##### GIVEN RECORDS
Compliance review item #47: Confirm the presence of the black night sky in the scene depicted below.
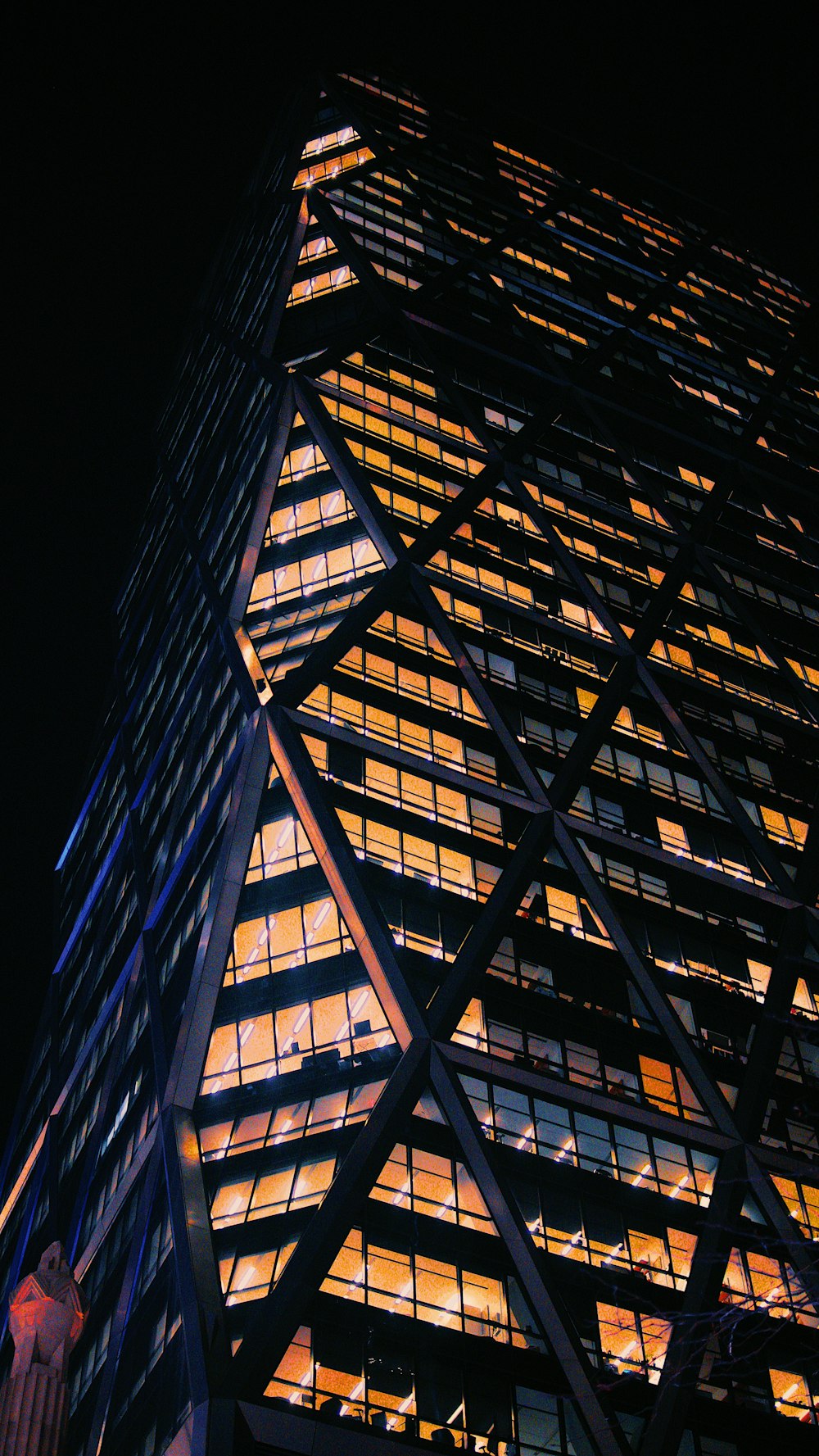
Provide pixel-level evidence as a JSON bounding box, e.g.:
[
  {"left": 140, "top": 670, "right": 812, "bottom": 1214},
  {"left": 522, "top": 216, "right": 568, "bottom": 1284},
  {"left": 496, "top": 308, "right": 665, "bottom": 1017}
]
[{"left": 0, "top": 11, "right": 819, "bottom": 1133}]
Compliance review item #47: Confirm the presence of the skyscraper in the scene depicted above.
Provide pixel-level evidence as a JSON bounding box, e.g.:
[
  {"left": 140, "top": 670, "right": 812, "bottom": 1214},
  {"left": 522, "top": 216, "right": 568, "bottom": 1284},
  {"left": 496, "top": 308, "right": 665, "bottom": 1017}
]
[{"left": 0, "top": 65, "right": 819, "bottom": 1456}]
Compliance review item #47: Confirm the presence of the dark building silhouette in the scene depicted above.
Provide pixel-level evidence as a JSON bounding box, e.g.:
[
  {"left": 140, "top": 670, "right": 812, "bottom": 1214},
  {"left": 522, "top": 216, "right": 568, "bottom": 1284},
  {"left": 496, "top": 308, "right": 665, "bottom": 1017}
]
[{"left": 0, "top": 65, "right": 819, "bottom": 1456}]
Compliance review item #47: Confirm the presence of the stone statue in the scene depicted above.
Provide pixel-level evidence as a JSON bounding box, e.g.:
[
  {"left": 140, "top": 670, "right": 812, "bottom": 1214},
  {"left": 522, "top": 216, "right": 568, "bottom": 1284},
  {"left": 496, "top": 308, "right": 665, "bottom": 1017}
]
[{"left": 0, "top": 1244, "right": 88, "bottom": 1456}]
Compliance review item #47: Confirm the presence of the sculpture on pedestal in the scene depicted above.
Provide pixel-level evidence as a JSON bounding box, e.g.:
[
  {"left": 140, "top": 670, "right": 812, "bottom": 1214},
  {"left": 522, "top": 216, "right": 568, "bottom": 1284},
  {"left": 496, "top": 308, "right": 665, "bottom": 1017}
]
[{"left": 0, "top": 1244, "right": 88, "bottom": 1456}]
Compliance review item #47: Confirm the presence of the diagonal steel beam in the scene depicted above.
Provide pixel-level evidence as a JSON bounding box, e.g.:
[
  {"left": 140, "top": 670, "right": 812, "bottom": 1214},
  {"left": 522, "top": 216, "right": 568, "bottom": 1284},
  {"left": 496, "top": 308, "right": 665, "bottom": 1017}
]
[{"left": 431, "top": 1046, "right": 628, "bottom": 1456}]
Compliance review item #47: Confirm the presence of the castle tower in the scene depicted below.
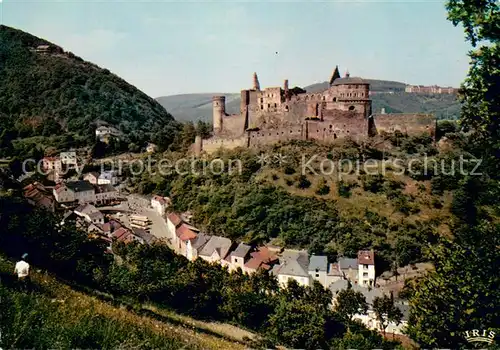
##########
## [YOUR INSTRUCTIONS]
Return every line of the material above that contains the string "scene", reproducing each line in full. Treat the match as case-sensitive.

## [ANSWER FOR THE TASK]
Compliance review item #47: Confirm the presence of the black night sky in the scene depicted below.
Compliance review item #47: Confirm the presence of the skyscraper in the scene depicted above.
Compliance review item #47: Confirm the presence of the dark building silhouette in the scene depicted above.
Compliance review item #47: Confirm the presence of the stone statue in the scene depicted above.
Compliance review item #47: Confirm the presence of the sculpture on pedestal in the scene depicted above.
Compliance review item #47: Confirm the presence of the diagonal steel beam in the scene depicted above.
Compliance review item #47: Confirm the presence of the castle tower in the scene depicted below.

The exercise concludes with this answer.